__Data to use__.

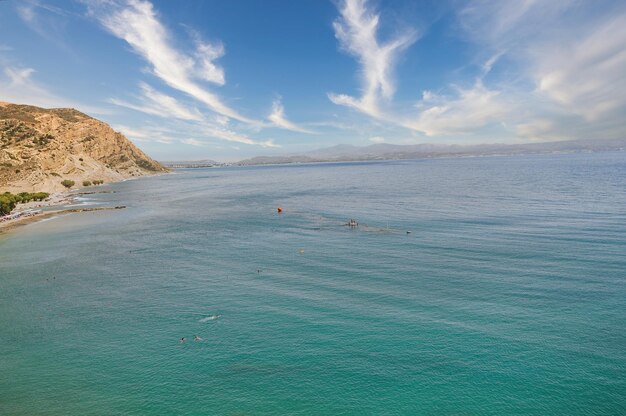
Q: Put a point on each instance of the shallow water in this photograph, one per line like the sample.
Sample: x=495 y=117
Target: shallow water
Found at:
x=507 y=297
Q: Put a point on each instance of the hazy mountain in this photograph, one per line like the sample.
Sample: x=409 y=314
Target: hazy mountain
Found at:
x=421 y=151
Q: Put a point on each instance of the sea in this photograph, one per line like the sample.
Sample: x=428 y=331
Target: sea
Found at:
x=471 y=286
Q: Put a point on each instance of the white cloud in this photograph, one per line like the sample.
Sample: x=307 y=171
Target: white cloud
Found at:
x=278 y=118
x=232 y=136
x=137 y=23
x=573 y=52
x=468 y=111
x=193 y=142
x=357 y=32
x=587 y=75
x=159 y=104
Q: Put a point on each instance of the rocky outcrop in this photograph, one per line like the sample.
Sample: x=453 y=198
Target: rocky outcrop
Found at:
x=39 y=148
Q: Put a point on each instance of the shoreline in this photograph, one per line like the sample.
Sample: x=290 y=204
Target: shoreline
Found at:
x=7 y=226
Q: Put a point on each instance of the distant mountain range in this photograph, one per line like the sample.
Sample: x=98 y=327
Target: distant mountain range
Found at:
x=346 y=153
x=182 y=164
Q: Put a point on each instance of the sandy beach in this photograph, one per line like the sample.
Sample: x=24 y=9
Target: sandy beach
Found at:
x=55 y=200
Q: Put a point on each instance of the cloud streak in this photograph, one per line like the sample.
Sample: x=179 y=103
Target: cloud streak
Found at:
x=357 y=33
x=156 y=103
x=137 y=23
x=277 y=117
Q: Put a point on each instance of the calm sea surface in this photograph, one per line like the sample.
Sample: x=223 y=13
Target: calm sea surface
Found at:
x=507 y=297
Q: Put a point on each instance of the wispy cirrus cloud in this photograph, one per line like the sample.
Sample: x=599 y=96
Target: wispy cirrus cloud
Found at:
x=278 y=118
x=466 y=111
x=162 y=105
x=572 y=52
x=357 y=32
x=137 y=23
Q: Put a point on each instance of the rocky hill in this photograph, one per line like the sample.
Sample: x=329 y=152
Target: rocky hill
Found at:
x=39 y=148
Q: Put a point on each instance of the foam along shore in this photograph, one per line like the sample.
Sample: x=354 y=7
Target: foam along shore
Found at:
x=37 y=215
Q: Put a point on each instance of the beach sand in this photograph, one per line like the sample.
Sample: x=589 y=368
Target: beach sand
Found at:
x=55 y=200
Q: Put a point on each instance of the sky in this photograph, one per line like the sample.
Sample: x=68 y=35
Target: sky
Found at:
x=231 y=79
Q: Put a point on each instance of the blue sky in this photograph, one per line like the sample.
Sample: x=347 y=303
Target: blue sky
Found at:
x=231 y=79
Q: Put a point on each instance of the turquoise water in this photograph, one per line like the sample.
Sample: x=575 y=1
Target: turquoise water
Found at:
x=507 y=297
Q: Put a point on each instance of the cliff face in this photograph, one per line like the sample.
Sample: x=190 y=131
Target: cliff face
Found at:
x=41 y=147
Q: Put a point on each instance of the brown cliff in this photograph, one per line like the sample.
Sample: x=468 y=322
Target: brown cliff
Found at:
x=41 y=147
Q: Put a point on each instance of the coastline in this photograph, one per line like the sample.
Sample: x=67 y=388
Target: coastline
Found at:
x=8 y=226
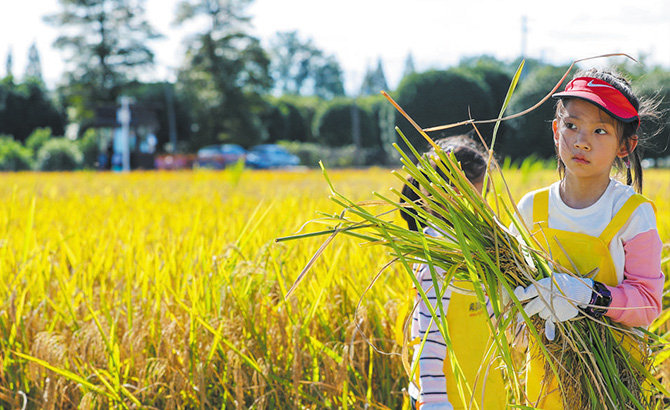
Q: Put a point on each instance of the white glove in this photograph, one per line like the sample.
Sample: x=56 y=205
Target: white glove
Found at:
x=437 y=406
x=557 y=300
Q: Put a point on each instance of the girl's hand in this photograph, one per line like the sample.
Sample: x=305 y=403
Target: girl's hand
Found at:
x=556 y=300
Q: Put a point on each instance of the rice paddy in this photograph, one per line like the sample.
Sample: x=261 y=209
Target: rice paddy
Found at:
x=166 y=291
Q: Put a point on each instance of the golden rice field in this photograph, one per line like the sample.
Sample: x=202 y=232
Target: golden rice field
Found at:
x=165 y=291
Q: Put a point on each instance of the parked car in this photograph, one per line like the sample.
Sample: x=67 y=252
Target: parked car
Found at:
x=219 y=156
x=270 y=156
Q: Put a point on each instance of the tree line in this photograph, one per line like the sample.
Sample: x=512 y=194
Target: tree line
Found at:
x=229 y=88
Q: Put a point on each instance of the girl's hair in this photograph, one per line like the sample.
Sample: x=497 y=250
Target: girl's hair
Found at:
x=647 y=109
x=473 y=163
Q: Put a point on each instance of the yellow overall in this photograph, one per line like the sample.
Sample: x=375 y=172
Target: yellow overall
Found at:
x=471 y=338
x=586 y=253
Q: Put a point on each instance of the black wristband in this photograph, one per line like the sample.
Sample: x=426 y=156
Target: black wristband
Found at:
x=601 y=298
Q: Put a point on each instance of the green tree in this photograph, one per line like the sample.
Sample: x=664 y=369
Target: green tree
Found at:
x=106 y=44
x=225 y=74
x=531 y=133
x=299 y=67
x=13 y=155
x=34 y=66
x=498 y=76
x=27 y=106
x=59 y=154
x=286 y=121
x=440 y=97
x=335 y=121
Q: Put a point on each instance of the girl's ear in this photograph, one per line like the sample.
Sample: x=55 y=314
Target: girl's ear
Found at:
x=627 y=150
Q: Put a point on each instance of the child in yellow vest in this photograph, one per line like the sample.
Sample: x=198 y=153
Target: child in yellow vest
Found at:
x=435 y=387
x=595 y=219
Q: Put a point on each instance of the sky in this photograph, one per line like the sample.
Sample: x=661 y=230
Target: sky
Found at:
x=438 y=33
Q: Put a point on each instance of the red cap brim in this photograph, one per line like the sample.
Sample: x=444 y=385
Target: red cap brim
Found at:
x=602 y=94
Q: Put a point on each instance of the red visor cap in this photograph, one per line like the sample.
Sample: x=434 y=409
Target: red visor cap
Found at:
x=602 y=94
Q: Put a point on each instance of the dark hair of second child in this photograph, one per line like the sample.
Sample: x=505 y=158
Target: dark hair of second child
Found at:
x=471 y=158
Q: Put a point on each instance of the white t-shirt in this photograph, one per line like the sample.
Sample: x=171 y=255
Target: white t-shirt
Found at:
x=594 y=219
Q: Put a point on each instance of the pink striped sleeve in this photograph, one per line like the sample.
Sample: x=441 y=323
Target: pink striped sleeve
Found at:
x=642 y=288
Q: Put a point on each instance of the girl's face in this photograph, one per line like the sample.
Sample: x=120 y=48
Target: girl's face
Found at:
x=587 y=141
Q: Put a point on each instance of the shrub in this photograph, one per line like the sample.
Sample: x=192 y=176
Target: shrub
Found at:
x=13 y=155
x=89 y=147
x=334 y=124
x=59 y=154
x=37 y=138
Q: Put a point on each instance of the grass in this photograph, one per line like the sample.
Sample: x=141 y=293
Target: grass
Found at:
x=165 y=290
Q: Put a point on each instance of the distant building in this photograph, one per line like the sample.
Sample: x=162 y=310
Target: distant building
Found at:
x=141 y=142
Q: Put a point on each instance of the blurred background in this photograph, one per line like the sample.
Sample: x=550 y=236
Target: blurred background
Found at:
x=128 y=84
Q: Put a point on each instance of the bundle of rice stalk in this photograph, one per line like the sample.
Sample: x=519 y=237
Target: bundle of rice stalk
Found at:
x=594 y=370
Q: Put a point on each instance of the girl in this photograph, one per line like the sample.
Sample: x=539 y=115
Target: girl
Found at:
x=466 y=318
x=591 y=222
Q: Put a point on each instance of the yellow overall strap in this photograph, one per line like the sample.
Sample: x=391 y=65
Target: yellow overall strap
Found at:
x=622 y=216
x=541 y=208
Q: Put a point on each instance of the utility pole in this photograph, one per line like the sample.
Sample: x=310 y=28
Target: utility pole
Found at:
x=123 y=116
x=524 y=35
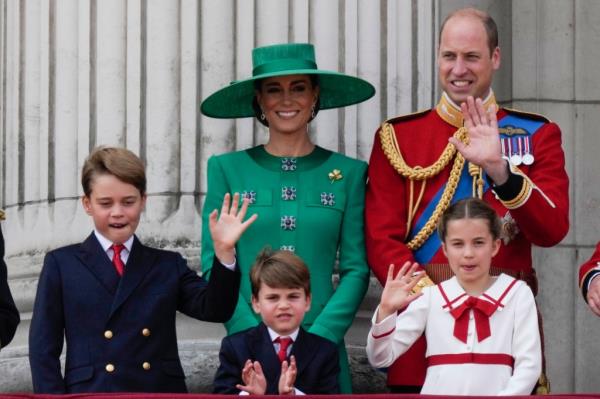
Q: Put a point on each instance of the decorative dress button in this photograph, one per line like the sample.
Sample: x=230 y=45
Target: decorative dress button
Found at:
x=328 y=199
x=288 y=164
x=250 y=194
x=288 y=193
x=288 y=222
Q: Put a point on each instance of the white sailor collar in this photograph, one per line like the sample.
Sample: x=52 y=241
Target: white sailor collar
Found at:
x=500 y=293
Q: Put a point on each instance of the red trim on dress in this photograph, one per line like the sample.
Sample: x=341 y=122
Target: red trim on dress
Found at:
x=384 y=334
x=478 y=358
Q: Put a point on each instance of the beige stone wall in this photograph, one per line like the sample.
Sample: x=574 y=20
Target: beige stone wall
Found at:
x=78 y=73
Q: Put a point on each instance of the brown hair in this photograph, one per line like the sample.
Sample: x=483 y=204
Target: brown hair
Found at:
x=119 y=162
x=488 y=23
x=279 y=269
x=470 y=208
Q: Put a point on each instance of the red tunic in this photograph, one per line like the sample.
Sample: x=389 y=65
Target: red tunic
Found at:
x=589 y=270
x=541 y=216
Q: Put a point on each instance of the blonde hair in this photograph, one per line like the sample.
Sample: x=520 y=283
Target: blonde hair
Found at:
x=119 y=162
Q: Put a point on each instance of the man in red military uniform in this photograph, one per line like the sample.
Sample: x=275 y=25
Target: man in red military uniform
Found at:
x=424 y=161
x=589 y=284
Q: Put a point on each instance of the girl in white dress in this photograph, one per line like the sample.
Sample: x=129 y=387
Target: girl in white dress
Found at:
x=482 y=331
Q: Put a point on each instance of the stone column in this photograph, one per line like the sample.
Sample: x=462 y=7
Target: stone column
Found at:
x=78 y=73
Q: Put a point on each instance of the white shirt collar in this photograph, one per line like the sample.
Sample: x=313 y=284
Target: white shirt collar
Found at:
x=274 y=335
x=107 y=244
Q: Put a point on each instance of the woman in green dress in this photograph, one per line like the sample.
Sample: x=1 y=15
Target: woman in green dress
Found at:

__Aim__. Quote the items above word for word, from their very beginning through the line that contains "x=471 y=286", and stop there. Leave the pictures out of your answer.

__The solution__.
Q: Put a point on each instance of the shallow water in this photograph, one per line like the sample.
Sample: x=495 y=117
Target: shallow water
Found at:
x=507 y=297
Q: Put a point on each instance of the hazy mountain in this photograph, one per line like the sample.
Sample: x=409 y=314
Target: hazy mountain
Found at:
x=421 y=151
Q: Put a point on each instance of the sea in this photograph, one per line like the sample.
Sample: x=428 y=331
Target: sea
Found at:
x=471 y=286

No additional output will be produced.